(Information supplied)

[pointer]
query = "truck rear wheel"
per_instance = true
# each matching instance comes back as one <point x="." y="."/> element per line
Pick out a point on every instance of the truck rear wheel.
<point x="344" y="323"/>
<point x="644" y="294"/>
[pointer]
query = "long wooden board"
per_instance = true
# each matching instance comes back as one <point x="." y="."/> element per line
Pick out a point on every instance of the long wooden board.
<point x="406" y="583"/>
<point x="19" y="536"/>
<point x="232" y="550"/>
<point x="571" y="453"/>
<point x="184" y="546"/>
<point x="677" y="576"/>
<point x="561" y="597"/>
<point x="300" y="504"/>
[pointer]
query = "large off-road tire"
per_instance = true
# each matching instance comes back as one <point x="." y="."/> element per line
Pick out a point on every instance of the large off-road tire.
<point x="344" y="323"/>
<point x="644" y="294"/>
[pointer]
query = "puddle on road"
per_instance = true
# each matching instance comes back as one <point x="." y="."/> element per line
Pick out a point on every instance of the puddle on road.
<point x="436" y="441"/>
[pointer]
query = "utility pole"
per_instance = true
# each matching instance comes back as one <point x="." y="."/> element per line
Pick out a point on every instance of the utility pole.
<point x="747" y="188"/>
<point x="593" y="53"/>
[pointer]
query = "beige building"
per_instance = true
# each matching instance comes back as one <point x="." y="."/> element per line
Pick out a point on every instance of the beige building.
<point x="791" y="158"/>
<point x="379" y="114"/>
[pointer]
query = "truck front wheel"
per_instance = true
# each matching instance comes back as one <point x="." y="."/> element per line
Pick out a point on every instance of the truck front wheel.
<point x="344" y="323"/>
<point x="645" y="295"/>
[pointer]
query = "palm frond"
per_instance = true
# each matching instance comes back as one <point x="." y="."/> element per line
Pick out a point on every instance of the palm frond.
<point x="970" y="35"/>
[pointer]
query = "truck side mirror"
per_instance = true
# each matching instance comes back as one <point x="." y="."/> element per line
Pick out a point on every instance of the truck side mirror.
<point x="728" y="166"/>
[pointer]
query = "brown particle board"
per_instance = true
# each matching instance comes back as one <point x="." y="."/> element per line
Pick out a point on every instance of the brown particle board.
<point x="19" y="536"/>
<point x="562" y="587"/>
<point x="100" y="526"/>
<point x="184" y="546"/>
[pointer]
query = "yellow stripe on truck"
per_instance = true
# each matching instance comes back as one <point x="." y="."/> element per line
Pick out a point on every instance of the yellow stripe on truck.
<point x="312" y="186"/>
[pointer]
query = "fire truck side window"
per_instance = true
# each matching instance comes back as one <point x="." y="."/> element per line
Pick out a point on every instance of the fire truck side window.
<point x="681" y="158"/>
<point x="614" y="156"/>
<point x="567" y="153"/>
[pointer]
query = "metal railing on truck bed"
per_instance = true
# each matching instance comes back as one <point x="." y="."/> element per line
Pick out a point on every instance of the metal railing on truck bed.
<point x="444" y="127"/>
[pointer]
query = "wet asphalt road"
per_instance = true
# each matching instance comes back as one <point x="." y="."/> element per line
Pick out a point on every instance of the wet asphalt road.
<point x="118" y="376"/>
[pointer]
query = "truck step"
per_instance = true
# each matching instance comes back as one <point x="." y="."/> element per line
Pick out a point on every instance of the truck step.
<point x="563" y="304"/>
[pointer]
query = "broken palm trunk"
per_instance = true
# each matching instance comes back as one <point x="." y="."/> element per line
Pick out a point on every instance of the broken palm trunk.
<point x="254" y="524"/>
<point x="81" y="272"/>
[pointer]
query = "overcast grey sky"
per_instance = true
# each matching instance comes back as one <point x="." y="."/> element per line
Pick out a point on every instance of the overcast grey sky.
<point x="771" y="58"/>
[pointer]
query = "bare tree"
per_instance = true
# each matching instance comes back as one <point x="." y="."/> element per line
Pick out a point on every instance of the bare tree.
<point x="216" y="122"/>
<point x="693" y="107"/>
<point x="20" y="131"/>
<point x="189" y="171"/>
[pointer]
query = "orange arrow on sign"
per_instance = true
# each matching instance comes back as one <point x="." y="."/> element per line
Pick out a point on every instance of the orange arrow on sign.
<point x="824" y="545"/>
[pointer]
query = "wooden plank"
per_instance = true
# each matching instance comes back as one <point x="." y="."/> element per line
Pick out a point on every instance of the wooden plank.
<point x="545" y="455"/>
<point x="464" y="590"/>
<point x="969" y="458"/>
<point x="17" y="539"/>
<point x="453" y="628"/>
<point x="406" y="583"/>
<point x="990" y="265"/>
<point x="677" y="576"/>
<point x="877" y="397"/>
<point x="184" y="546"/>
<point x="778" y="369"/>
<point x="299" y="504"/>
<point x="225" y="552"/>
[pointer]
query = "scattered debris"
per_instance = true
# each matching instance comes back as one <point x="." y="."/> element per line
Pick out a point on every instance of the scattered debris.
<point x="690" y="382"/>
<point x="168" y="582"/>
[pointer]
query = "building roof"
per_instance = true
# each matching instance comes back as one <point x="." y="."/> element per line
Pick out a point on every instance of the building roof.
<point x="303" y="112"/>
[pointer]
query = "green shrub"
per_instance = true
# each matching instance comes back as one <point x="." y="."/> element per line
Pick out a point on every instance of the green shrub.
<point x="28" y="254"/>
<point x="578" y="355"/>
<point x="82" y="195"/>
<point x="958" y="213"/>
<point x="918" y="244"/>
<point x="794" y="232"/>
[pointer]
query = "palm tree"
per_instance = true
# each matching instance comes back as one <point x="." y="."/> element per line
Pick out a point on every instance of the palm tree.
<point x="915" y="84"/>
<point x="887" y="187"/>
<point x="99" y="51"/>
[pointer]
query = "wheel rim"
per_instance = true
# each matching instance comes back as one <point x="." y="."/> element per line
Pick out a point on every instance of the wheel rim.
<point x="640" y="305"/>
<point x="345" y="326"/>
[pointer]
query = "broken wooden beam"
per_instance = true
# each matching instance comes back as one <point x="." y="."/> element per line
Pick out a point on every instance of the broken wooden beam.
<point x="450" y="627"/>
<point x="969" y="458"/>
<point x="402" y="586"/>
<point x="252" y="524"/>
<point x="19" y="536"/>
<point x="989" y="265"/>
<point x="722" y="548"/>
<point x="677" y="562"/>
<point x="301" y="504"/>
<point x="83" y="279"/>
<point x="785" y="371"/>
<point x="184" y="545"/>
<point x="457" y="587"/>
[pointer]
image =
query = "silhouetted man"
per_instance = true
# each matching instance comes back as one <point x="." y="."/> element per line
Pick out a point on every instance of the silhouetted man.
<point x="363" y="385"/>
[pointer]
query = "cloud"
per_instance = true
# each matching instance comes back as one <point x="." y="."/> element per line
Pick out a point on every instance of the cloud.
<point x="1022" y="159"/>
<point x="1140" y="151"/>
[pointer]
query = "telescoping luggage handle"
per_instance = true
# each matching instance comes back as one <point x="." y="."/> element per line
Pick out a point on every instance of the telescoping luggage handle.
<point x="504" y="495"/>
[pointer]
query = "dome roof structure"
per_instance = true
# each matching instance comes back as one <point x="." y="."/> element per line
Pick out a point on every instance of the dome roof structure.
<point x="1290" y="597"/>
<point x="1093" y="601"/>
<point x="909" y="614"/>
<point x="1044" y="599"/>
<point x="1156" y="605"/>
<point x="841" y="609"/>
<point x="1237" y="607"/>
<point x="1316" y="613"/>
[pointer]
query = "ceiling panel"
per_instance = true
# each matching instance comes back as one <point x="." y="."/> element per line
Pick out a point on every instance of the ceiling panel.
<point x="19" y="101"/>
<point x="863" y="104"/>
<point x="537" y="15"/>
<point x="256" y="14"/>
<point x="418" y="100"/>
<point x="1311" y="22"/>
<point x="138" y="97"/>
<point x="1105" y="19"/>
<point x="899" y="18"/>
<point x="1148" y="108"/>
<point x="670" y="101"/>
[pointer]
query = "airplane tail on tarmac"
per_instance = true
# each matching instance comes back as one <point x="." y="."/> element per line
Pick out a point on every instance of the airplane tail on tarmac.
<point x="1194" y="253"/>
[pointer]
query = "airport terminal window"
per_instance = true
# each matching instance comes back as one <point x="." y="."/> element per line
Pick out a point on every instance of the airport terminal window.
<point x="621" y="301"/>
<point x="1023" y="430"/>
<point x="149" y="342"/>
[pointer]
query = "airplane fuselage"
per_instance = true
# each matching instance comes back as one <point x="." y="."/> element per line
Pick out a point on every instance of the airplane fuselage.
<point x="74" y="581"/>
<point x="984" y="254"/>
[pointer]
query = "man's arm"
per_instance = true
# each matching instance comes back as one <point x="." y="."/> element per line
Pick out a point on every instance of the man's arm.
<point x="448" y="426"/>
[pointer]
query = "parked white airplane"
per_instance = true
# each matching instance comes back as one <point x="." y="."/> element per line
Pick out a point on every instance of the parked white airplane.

(End Information supplied)

_Activity_:
Copy each line above that contains the word "white".

_Output of the exercise_:
query = "parked white airplane"
Pick out a point on every instance of the parked white airplane.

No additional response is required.